Objective>
Reproduce verbatim the passage of the enlightenment discussion between "As stated I" and "to the sender.", inclusive.

Document segment>

+++

Q. If you have the time (and inclination) I would really love to get some clarification on exactly what you mean when you write “There is still a personal self after enlightenment; it is just that it is now known not to be who I really am; it is simply a ‘reflection’ in the mind.”
As stated I would tend to label what you seem to be calling “enlightenment” as a transpersonal perspective, not a transcendent one. But as I said earlier, words are terribly slippery and do not necessarily covey the same meaning to the recipient as they do to the sender.
For example I absolutely know (and it is far more than simply an intellectual “knowing”) that I am not “Cate” – my personal identity, name, desires, dreams, experiences, thoughts and opinions. And yet I would hardly call myself enlightened.
My experience (and what a joke it is to phrase it like that since it is not “my” experience at all. But that’s the most convenient grammatical way to put it) is that the bliss of union arrives with the absence of “me” altogether. Oneness arrives with “my” departure. There have been hours and days and even weeks when the perspective of any sense of the personal self has disappeared altogether. The personal memories of Cate were there and available for use, as was the personality, but there was no shred of what I would call a “personal self” remaining.
A (Dennis): I wouldn’t have thought to put it like that but yes, enlightenment IS a ‘transpersonal perspective’ as opposed to transcendent. There is already only Consciousness, and you are that ALREADY. How could you be anything else? (There is nothing else.) So the problem of the unenlightened person is that they do not know this. To ‘become enlightened’ is to realize the truth of this. This is to realize that who-you-really-are is not the person or the mind. But this does not negate the appearance of body and mind.
So, if you ‘absolutely know this’, then you are enlightened. Denying that is simply giving in to mental habits of humility or whatever. (Of course, I don’t suggest that you go around claiming to be enlightened; this is not the sort of statement that is appreciated by most people!)
Experiences of bliss etc have nothing to do with enlightenment.
Q: I just have to ask your opinion on something that I experienced the other day.
I was sitting in my car around 7.00am drinking a cup of coffee and reading the short story “the dazzling dark” by john wren- lewis”.. as I finished it I put the paper down to contemplate what I read and just sat for a moment or two thinking who am I really, I had the strangest experience that I was sitting in the back of my car looking at myself sitting in the front of the car, i had a feeling/vision of seeing the back of my own head and body just sitting there…like a totally different person was viewing this strange body in the front….crazy stuff, it only lasted a split second or so..but was a complete vision….maybe I was imagining it because I wanted to see the truth so much..still do!….I really don’t know…but I can still feel it when I think of it…it felt great..like the body in the front of the car was, just a body.. .but I felt no real connection with the solid body)…..no fear, nothing,, it was just like looking into someone else’s car…this happened 2 days ago, I was going to dismiss it as just the mind at play., as iv had other small experiences before but dismissed them as mind states as I suffer form anxiety from time to time..fear etc, .but I don’t know, I really don’t know…
Enlightenment is not about ‘experiencing the Self’ – otherwise everyone would be enlightened. It is not about experience at all, it is about self-knowledge – the direct knowledge that you are already that which you seek. (See 25 – 97.)

+++

Detection examples>
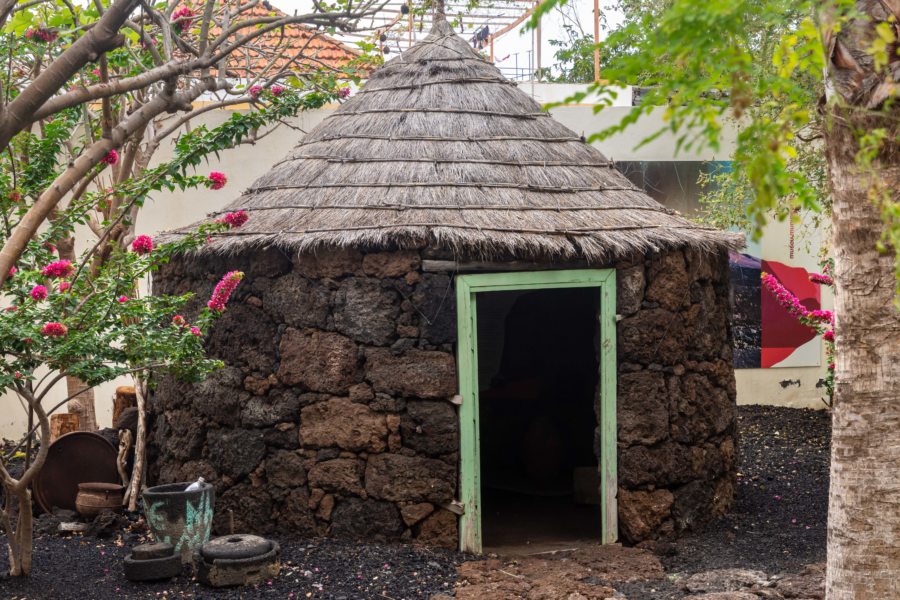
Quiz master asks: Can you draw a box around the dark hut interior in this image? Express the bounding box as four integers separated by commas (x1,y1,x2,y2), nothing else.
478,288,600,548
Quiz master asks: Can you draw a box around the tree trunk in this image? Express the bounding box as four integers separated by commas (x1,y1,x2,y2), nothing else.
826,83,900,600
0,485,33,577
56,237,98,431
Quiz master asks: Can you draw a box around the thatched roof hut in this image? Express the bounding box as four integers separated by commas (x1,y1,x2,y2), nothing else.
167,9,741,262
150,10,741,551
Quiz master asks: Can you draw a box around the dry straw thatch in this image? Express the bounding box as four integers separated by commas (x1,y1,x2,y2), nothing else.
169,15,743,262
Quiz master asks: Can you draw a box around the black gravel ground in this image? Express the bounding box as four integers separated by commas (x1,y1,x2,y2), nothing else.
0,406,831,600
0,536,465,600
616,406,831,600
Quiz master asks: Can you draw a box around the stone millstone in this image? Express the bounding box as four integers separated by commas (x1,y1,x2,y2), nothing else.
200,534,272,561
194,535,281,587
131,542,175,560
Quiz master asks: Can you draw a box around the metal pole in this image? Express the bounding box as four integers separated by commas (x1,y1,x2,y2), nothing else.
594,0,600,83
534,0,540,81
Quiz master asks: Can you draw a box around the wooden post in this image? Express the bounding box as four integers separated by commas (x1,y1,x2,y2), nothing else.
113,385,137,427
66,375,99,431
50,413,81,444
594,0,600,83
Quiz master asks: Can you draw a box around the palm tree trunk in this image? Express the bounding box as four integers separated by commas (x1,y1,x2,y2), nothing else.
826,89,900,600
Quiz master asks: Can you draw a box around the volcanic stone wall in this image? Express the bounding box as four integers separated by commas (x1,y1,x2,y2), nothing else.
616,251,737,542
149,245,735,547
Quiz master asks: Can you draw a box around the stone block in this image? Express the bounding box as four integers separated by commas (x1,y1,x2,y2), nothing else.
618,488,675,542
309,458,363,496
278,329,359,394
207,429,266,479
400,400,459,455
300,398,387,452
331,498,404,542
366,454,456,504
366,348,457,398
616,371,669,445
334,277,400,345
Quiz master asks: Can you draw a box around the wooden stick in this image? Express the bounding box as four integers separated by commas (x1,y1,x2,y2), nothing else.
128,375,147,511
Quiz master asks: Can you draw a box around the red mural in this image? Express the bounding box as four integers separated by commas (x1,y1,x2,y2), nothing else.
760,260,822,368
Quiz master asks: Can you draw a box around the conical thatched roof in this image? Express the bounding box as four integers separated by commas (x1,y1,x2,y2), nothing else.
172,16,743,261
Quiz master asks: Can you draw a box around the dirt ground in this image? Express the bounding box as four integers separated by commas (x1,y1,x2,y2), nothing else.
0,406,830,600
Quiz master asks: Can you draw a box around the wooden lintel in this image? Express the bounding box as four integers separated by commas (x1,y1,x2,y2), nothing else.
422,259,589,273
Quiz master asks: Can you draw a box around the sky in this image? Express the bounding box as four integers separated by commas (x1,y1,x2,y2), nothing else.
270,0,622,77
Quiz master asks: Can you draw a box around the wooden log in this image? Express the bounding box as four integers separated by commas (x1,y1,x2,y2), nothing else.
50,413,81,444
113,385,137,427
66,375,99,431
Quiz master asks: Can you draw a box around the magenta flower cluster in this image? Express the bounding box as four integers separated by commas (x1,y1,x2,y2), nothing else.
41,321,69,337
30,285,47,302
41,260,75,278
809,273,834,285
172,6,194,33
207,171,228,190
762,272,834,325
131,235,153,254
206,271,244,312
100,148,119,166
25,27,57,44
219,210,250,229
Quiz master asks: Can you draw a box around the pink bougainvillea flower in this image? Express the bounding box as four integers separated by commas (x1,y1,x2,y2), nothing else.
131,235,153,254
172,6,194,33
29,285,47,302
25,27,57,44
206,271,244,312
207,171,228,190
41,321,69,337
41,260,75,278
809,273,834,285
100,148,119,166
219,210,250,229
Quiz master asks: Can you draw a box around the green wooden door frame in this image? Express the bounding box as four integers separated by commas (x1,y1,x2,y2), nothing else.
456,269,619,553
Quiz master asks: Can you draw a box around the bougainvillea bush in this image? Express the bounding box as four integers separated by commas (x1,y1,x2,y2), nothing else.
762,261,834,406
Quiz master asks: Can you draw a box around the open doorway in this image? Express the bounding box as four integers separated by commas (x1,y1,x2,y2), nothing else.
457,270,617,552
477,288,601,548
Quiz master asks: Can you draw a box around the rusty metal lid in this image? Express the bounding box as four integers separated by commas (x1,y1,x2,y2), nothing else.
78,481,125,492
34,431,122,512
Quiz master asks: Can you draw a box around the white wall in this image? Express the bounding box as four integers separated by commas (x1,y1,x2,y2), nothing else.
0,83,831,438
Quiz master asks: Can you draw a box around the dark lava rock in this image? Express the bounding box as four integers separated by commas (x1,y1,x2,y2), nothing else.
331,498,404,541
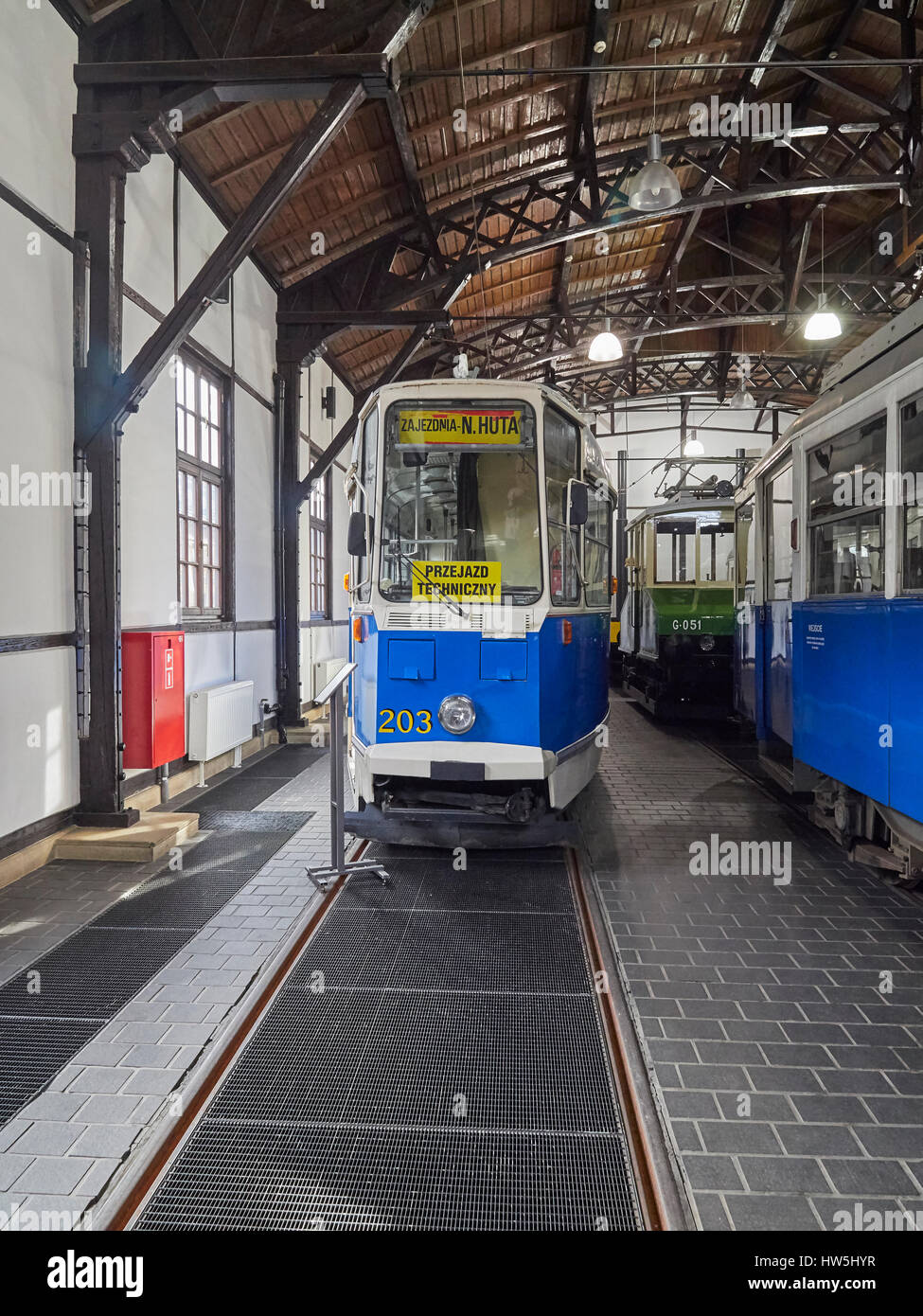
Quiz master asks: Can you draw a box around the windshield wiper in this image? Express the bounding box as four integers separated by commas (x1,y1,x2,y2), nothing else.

+++

Exercise response>
As stated I would tend to label what you seem to be calling “enlightenment” as a transpersonal perspective, not a transcendent one. But as I said earlier, words are terribly slippery and do not necessarily covey the same meaning to the recipient as they do to the sender.